## BEGIN TASK INPUTS
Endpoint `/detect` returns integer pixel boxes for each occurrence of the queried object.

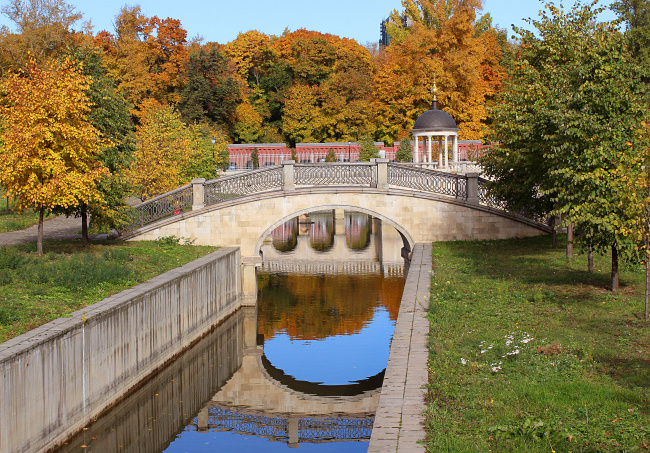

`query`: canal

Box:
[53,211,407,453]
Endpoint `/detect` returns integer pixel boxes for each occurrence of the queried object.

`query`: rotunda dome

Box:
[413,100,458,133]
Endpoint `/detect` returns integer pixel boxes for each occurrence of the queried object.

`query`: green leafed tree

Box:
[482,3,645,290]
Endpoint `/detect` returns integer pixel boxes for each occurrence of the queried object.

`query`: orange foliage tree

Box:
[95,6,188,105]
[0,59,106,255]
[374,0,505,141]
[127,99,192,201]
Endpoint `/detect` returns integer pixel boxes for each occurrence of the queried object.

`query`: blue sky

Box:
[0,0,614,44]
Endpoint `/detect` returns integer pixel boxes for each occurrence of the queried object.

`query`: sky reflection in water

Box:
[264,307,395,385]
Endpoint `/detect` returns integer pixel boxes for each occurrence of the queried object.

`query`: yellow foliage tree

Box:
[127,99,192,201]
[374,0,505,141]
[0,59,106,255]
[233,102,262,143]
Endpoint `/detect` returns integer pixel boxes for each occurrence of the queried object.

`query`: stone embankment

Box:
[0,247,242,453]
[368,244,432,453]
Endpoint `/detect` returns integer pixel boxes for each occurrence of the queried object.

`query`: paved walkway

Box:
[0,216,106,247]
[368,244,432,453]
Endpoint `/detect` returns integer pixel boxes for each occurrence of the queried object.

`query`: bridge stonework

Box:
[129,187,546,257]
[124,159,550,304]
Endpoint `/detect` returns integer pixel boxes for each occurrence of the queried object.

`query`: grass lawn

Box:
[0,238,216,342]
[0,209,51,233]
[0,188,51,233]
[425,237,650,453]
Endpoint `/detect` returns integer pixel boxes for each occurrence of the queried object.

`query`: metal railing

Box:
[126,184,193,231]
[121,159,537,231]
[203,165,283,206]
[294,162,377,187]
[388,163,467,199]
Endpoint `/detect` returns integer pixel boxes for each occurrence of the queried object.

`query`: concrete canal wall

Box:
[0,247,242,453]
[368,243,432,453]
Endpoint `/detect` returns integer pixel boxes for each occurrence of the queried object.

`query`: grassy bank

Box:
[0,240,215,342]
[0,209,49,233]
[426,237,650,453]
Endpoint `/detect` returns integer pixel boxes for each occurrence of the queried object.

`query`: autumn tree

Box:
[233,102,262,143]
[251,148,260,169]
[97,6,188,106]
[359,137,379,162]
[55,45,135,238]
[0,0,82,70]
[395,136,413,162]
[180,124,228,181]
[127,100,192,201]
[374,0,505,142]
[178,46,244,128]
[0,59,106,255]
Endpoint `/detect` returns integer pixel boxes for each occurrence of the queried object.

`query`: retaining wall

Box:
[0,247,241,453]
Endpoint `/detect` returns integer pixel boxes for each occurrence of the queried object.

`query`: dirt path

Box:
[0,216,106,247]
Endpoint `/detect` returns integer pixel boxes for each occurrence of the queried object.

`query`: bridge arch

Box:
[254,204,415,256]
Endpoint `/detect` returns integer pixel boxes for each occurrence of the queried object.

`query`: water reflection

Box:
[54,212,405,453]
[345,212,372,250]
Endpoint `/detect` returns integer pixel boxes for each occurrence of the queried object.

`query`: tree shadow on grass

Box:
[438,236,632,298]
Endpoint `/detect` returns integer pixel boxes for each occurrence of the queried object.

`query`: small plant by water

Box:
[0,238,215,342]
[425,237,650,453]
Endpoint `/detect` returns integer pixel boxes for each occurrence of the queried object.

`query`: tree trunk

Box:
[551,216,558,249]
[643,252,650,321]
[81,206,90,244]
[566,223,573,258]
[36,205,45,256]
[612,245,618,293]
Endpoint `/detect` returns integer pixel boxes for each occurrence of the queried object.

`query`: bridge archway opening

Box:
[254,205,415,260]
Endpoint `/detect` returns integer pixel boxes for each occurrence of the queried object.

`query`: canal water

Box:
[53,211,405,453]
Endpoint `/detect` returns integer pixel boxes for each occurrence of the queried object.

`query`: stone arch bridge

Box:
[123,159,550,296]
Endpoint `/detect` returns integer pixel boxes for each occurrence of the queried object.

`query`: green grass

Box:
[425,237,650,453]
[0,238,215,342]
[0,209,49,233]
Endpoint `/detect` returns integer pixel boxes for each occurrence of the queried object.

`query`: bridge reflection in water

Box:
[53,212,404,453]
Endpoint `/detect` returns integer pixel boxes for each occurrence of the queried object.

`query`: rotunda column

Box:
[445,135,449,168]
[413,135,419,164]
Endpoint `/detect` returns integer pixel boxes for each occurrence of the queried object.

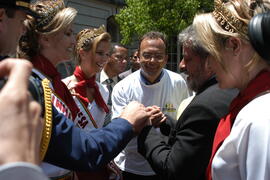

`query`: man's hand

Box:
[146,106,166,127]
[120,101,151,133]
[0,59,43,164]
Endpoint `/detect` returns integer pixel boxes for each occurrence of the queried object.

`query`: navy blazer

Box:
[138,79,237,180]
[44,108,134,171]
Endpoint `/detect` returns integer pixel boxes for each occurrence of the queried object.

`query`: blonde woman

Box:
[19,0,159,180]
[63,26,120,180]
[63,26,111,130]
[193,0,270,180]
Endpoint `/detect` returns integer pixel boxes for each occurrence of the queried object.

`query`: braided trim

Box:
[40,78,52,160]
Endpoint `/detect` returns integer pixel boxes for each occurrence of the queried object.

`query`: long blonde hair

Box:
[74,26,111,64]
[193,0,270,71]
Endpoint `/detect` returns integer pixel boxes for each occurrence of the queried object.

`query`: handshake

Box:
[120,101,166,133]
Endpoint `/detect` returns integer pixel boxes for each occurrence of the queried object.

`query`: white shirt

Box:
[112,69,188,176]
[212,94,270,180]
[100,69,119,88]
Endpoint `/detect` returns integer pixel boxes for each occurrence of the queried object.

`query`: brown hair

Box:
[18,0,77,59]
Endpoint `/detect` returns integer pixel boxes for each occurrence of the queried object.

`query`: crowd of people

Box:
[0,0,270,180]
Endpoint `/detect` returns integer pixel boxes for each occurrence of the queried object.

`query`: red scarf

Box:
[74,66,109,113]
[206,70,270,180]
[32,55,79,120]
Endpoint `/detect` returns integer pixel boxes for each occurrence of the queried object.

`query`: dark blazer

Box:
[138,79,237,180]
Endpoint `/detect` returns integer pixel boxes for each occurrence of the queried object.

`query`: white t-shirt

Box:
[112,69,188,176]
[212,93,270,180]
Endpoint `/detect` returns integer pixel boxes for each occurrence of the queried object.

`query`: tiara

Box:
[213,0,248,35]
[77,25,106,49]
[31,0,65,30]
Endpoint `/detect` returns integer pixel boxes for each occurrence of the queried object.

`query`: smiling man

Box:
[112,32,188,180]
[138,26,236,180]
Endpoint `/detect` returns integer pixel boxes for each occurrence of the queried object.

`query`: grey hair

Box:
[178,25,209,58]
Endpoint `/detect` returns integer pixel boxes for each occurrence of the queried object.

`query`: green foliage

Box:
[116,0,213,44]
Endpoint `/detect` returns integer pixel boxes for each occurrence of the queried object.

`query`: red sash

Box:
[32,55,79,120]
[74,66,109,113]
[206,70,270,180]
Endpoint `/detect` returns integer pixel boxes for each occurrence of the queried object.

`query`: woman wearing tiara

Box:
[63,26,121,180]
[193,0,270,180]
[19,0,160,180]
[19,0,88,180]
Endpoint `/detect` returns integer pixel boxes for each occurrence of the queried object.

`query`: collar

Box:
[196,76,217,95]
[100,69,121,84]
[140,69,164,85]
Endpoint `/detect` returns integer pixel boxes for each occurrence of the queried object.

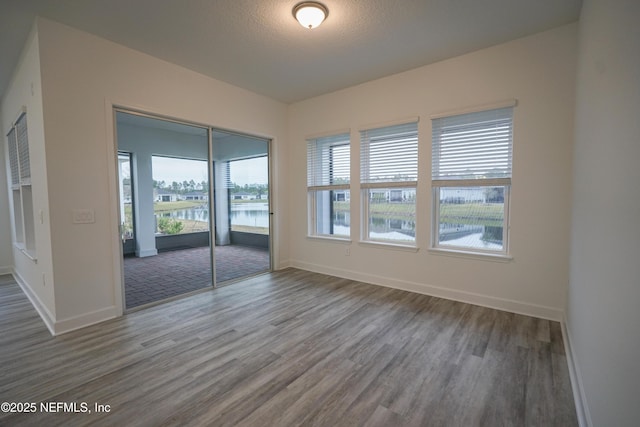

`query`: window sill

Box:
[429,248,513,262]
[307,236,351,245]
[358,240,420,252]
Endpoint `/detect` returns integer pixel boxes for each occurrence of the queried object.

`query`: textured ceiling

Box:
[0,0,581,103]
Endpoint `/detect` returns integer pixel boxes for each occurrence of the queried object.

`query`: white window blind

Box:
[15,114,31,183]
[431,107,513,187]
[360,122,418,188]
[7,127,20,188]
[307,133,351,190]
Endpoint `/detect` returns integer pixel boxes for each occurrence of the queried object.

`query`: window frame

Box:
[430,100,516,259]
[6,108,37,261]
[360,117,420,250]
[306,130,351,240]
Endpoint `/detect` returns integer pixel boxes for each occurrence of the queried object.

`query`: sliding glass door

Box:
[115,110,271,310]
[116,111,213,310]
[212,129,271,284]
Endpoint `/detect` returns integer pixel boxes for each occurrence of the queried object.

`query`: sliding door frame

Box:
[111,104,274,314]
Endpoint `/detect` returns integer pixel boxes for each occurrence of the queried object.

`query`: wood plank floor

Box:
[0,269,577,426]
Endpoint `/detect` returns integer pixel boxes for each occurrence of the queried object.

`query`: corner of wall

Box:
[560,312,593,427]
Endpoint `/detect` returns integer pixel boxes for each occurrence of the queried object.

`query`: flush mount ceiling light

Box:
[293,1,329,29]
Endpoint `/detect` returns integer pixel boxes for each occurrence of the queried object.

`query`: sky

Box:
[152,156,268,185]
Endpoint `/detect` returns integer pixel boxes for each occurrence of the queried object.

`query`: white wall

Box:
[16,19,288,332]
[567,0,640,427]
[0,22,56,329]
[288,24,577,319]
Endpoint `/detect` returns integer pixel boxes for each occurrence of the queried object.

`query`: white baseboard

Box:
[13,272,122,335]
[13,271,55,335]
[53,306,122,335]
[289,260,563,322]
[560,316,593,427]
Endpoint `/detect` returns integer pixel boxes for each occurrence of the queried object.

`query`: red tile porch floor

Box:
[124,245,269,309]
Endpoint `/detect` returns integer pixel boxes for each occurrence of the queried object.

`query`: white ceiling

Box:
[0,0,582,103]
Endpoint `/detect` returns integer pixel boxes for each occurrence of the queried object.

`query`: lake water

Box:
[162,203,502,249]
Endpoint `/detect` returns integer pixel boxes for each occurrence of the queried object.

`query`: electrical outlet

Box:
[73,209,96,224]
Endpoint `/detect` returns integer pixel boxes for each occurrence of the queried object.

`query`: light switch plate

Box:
## END TASK INPUTS
List every line from the rows above that contains the string "shirt", copying each line in full.

`query`: white shirt
`query`: white t-shirt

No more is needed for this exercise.